Author: Shawn Ma is a Tech Lead at PingCAP in the OLAP team. Previously, he was Tech Lead at Netease and Quantcast. He received his Masters in Computer Science from University of California–Irvine.
When we released TiDB 2.0 in April, part of that announcement also included the release of TiSpark 1.0–an integral part of the TiDB platform that makes complex analytics on “fresh” transactional data possible. Since then, many people in the TiDB community have been asking for more information about TiSpark. In this post, I will explain the motivation, inner workings, and future roadmap of this project.
The motivation behind building TiSpark was to enable real-time analytics on TiDB without the delay and challenges of ETL. Extract, transform, and load (ETL)–a process to extract data from operational databases, transform that data, then load it into a database designed to supporting analytics–has been one of the most complex, tedious, error-prone, and therefore disliked tasks for many data engineers. However, it was a necessary evil to make data useful, because there hasn’t been good solutions on the market to render ETL obsolete–until now.
With the emergence of open-source database solutions like TiDB, the promise of a hybrid transactional and analytical processing (HTAP) architecture, a term first coined by Gartner, is fast becoming a reality. Whether you subscribe to HTAP or other similar terms, like hybrid operational and analytical workloads (HOAP) (by 451 Research) or “Translytical” (by Forrester), it’s clear that the industry is calling for an end to the separation of the online transactional processing (OLTP) and online analytical processing (OLAP). No one wants to deal with ETL anymore.
To make this possible, PingCAP and its open source contributors built TiDB and TiSpark, which was recognized in a recent report from 451 Research as an open source, modular NewSQL database that can be deployed to handle both operational and analytical workloads. TiSpark, which tightly integrates Apache Spark with TiKV, a distributed transactional key-value store on the TiDB platform, allows our customers to access operational data that was just recorded inside TiKV and run complex analytical queries on it right away.

### [Stated exercise 1]
Decide whether each statement below agrees with the TiSpark post, answering yes or no for each and quoting the exact words of the post that settle it. (a) TiSpark 1.0 was released as part of the TiDB 2.0 announcement in April. (b) The term HTAP was first coined by Forrester. (c) TiKV is a distributed transactional key-value store.
### [Stated exercise 2]
Using the TiSpark post, name the university where the author received his Masters in Computer Science.

### [Material shown]
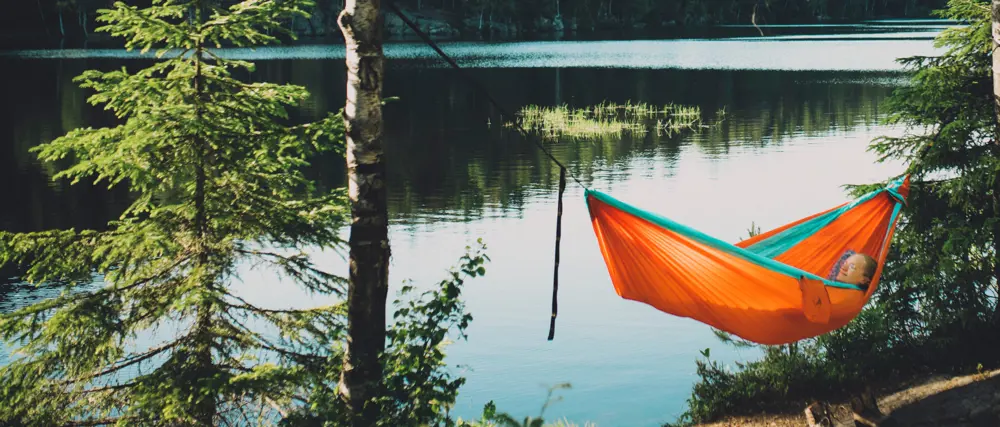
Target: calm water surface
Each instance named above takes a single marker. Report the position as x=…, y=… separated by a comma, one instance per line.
x=800, y=111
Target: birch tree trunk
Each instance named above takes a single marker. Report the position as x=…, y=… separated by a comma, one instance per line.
x=361, y=25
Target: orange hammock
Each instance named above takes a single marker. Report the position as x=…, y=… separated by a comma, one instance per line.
x=770, y=289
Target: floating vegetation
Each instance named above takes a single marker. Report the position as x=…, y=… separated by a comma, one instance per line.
x=611, y=120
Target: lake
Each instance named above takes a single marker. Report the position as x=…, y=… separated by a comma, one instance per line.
x=800, y=107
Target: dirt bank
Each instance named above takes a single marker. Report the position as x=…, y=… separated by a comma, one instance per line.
x=970, y=400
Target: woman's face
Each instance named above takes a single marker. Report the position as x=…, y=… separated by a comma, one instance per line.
x=853, y=270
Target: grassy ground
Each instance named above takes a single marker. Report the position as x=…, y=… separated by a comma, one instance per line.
x=936, y=400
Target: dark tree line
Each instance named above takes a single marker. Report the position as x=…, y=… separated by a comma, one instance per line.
x=74, y=19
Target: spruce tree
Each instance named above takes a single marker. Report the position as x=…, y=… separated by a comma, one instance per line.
x=217, y=171
x=937, y=299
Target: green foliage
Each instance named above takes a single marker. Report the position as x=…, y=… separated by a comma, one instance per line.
x=936, y=302
x=608, y=120
x=216, y=171
x=417, y=389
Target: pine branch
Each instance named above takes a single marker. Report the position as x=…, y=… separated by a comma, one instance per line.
x=129, y=362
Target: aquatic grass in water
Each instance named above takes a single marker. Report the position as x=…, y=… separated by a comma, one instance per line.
x=609, y=119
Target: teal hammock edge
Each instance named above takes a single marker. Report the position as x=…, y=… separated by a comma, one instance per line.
x=781, y=242
x=743, y=253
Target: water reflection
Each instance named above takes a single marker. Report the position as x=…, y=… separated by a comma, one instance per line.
x=790, y=138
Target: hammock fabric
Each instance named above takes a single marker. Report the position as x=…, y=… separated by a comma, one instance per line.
x=770, y=289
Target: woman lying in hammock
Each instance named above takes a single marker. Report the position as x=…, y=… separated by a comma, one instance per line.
x=854, y=268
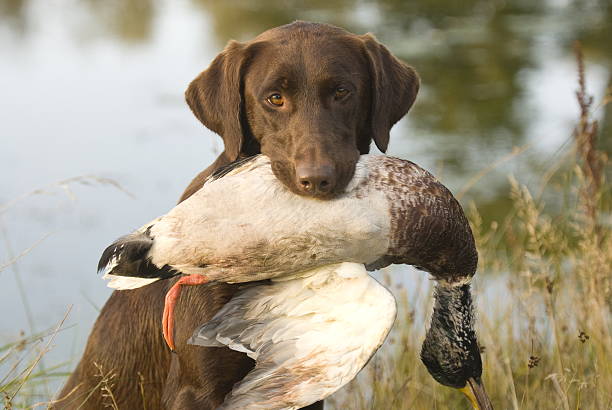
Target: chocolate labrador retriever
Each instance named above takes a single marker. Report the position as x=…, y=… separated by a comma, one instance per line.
x=310, y=96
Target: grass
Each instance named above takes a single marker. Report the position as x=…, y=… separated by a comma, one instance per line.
x=546, y=329
x=544, y=297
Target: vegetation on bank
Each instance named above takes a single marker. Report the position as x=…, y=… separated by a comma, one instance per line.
x=546, y=332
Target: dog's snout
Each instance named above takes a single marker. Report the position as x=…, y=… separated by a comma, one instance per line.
x=316, y=179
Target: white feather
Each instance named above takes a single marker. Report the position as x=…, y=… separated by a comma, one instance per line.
x=309, y=335
x=126, y=282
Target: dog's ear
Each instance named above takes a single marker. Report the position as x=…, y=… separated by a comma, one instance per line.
x=394, y=88
x=215, y=97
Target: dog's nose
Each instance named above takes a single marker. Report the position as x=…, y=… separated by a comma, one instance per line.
x=316, y=179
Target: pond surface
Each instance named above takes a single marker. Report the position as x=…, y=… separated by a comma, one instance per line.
x=94, y=89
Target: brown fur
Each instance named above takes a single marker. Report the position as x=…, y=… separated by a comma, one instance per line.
x=314, y=132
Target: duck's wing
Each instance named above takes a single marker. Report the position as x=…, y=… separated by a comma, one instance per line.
x=308, y=336
x=140, y=258
x=127, y=264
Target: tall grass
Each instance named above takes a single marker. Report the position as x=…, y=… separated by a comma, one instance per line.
x=546, y=327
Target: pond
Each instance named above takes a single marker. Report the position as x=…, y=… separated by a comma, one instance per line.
x=92, y=91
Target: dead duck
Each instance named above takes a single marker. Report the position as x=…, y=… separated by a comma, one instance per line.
x=309, y=334
x=244, y=226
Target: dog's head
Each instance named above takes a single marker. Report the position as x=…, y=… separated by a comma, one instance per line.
x=310, y=96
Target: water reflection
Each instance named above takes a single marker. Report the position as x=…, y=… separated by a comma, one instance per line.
x=130, y=21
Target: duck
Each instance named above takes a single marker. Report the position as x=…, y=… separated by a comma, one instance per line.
x=309, y=334
x=245, y=226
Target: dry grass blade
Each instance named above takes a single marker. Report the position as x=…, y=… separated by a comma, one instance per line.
x=40, y=355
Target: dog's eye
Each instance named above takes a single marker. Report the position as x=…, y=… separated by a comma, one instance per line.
x=276, y=99
x=340, y=92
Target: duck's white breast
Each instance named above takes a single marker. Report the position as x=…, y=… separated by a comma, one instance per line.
x=248, y=222
x=310, y=335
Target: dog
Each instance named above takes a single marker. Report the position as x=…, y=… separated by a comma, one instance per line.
x=310, y=96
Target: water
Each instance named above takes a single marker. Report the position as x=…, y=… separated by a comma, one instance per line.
x=95, y=87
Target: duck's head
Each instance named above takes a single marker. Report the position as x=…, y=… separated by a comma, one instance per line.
x=450, y=350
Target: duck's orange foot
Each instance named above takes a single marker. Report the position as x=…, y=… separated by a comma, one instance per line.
x=171, y=299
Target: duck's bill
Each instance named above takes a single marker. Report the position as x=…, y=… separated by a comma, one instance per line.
x=475, y=392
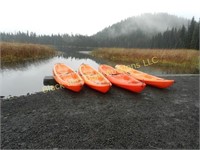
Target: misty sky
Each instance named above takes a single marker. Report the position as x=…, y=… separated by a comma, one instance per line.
x=83, y=16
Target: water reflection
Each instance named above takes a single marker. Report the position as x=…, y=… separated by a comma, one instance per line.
x=28, y=78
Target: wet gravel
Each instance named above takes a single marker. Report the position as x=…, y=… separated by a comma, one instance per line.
x=119, y=119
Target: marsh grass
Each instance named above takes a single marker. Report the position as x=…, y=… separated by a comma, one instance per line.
x=171, y=60
x=19, y=52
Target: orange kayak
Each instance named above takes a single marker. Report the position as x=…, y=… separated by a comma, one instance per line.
x=146, y=78
x=94, y=79
x=68, y=78
x=121, y=79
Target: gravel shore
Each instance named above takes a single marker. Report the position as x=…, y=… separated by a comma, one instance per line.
x=119, y=119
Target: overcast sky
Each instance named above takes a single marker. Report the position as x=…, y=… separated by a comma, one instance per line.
x=83, y=16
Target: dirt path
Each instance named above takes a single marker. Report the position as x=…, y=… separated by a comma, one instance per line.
x=119, y=119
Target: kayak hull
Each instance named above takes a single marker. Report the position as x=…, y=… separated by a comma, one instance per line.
x=146, y=78
x=68, y=78
x=121, y=79
x=94, y=79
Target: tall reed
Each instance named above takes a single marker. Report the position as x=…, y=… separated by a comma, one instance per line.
x=180, y=60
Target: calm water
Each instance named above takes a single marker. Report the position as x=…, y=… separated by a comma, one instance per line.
x=28, y=78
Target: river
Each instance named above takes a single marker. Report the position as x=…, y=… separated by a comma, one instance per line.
x=28, y=78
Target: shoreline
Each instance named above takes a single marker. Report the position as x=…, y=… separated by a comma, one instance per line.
x=156, y=118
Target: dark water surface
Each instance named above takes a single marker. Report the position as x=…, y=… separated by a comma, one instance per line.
x=28, y=78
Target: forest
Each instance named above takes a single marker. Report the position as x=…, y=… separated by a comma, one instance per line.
x=184, y=37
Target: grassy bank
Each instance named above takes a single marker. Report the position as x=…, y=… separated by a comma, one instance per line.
x=20, y=52
x=171, y=60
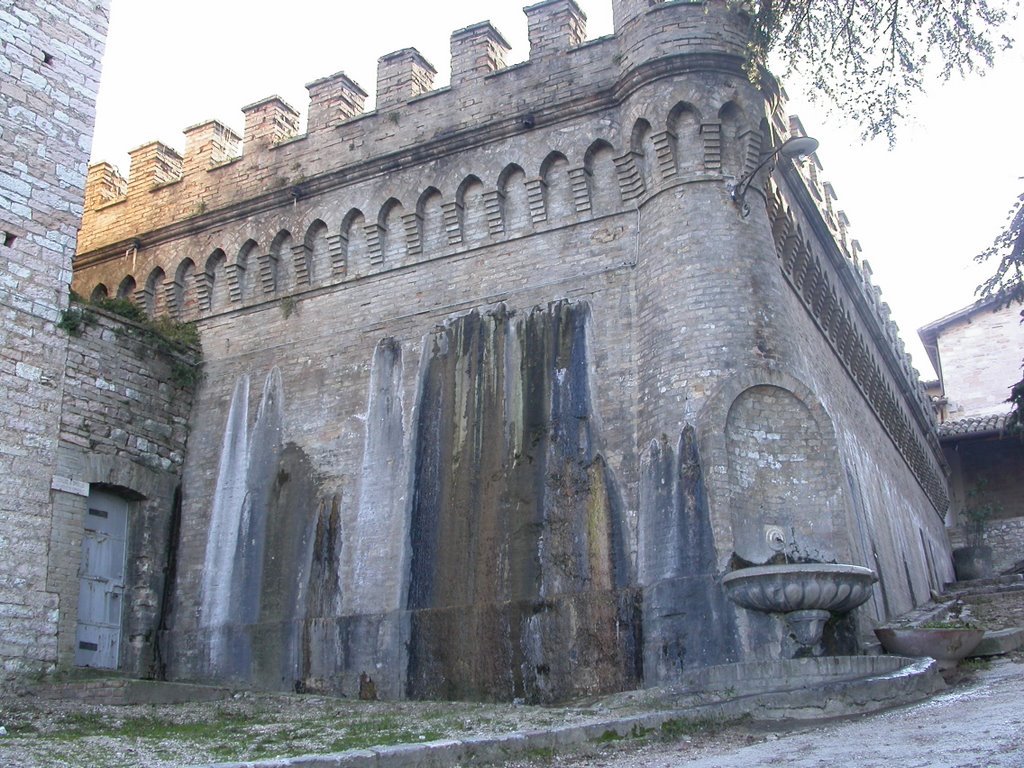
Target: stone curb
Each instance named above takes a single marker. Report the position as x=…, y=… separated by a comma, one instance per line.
x=914, y=682
x=997, y=642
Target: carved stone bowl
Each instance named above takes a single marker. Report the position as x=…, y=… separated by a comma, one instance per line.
x=781, y=589
x=807, y=593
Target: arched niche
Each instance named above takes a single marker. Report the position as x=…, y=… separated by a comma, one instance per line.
x=392, y=232
x=684, y=127
x=127, y=288
x=433, y=239
x=155, y=300
x=278, y=276
x=783, y=473
x=602, y=180
x=515, y=202
x=771, y=460
x=735, y=134
x=473, y=220
x=185, y=304
x=558, y=203
x=247, y=271
x=354, y=258
x=315, y=255
x=642, y=144
x=215, y=274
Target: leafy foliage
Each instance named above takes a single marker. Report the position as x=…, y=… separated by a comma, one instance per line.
x=868, y=58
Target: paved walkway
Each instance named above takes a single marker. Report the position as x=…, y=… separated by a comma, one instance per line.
x=980, y=725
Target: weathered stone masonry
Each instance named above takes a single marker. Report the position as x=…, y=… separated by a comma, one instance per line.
x=49, y=72
x=516, y=332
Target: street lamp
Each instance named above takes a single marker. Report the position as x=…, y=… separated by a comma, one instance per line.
x=796, y=147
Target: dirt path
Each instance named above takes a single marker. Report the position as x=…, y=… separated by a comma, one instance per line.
x=978, y=724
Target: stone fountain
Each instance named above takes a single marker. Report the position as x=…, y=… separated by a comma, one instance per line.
x=806, y=593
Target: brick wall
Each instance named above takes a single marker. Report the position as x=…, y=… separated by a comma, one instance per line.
x=49, y=56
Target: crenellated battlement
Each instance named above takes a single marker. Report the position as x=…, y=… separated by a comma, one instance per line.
x=563, y=76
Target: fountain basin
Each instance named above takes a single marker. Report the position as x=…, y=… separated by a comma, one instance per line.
x=947, y=646
x=807, y=593
x=782, y=589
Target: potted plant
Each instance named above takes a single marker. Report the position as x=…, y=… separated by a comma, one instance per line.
x=975, y=559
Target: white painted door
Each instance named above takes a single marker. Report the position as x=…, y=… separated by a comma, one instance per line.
x=101, y=582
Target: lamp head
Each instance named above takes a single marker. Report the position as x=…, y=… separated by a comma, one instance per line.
x=798, y=147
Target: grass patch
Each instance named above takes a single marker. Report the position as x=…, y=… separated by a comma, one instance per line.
x=681, y=727
x=978, y=664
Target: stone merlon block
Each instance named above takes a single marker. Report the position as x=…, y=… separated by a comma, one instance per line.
x=334, y=99
x=555, y=26
x=152, y=165
x=103, y=184
x=208, y=144
x=269, y=121
x=401, y=76
x=477, y=50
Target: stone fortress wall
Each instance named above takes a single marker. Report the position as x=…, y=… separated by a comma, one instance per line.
x=574, y=208
x=49, y=60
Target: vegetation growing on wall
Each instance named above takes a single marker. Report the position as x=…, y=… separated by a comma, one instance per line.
x=178, y=341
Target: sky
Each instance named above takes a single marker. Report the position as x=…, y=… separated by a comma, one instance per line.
x=920, y=211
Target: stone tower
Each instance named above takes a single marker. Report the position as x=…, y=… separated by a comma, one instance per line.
x=501, y=381
x=50, y=57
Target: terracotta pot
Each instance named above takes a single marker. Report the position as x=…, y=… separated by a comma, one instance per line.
x=947, y=646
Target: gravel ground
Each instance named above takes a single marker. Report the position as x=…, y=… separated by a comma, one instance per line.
x=979, y=723
x=250, y=726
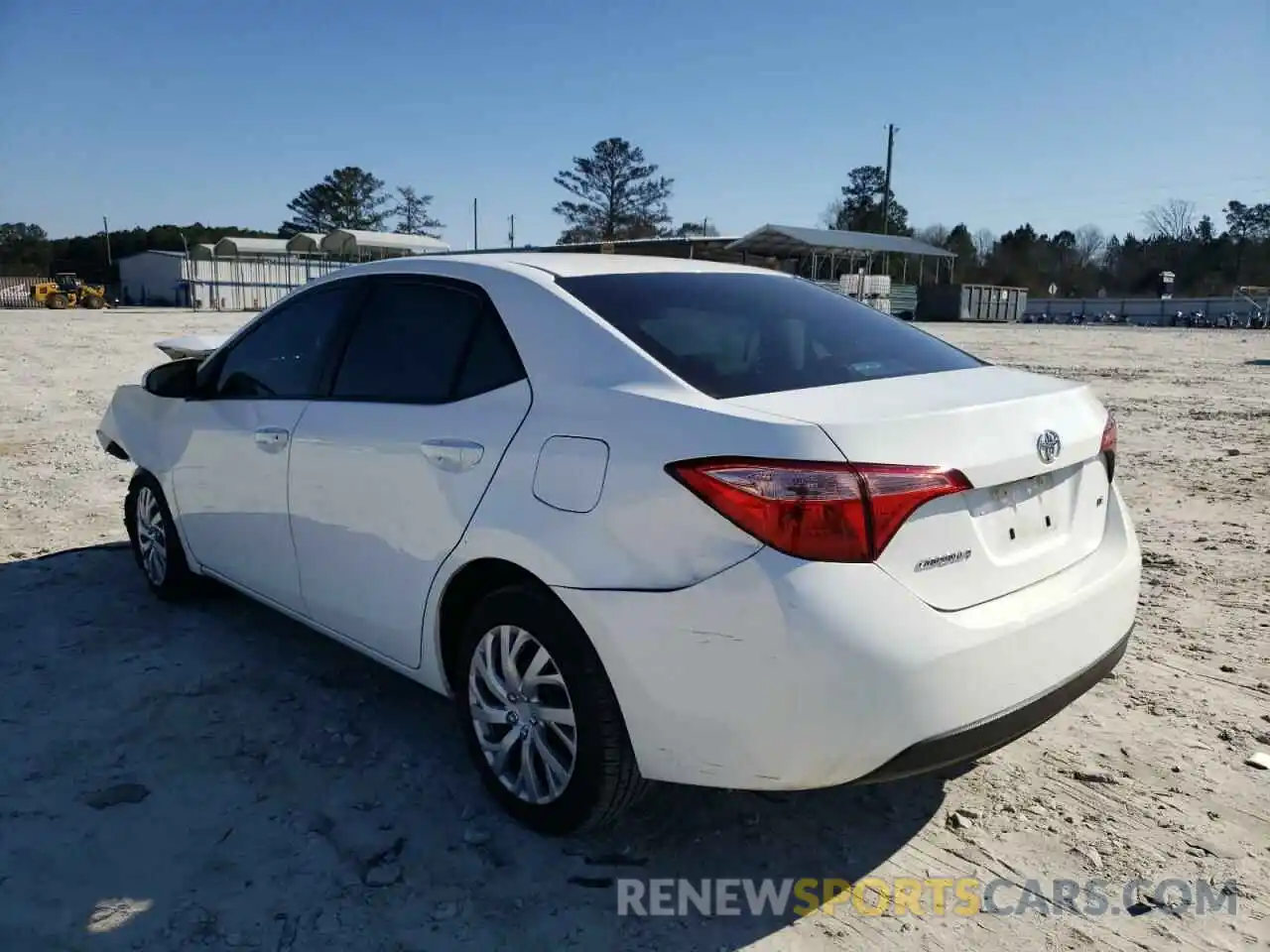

### [Final result 1]
(a) Yes: "When we released TiDB 2.0 in April, part of that announcement also included the release of TiSpark 1.0"
(b) No: "a term first coined by Gartner"
(c) Yes: "TiKV, a distributed transactional key-value store on the TiDB platform"

### [Final result 2]
University of California–Irvine